_Task item_:
Every record that follows must be duplicated exactly, with images left out.

_Stored records_:
——————————

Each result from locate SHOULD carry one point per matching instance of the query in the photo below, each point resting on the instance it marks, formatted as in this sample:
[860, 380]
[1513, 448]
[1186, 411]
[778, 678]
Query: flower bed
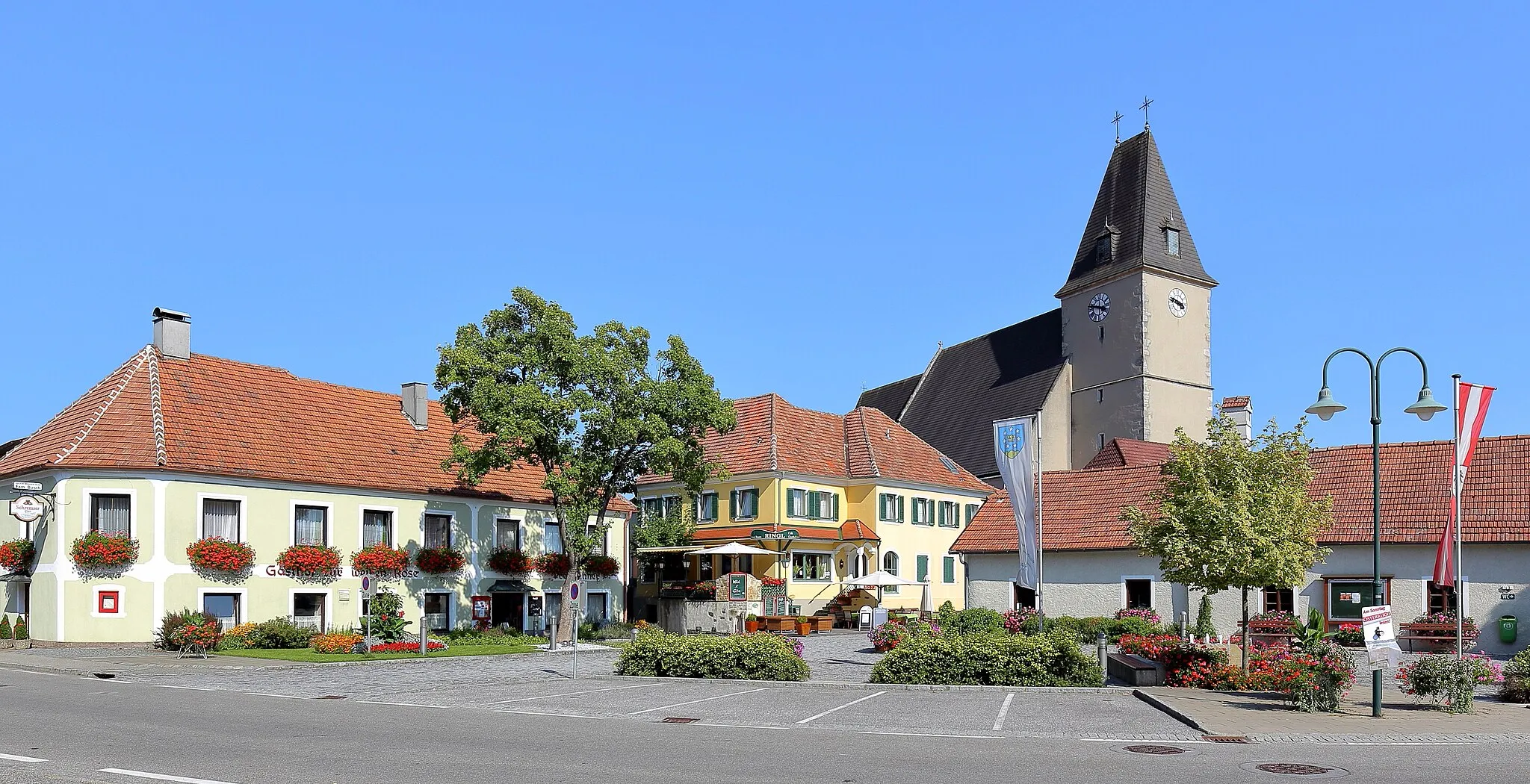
[103, 550]
[216, 553]
[510, 561]
[16, 556]
[601, 566]
[380, 561]
[439, 560]
[309, 561]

——————————

_Solution_:
Each result from locate SHOULD carry one point per matching instance of the query in the photo below, each point resting on the instance it marks, formatted as in this sample:
[860, 380]
[1513, 448]
[1186, 411]
[778, 678]
Query: flower bed
[103, 550]
[216, 553]
[510, 561]
[16, 556]
[601, 566]
[380, 561]
[439, 560]
[309, 561]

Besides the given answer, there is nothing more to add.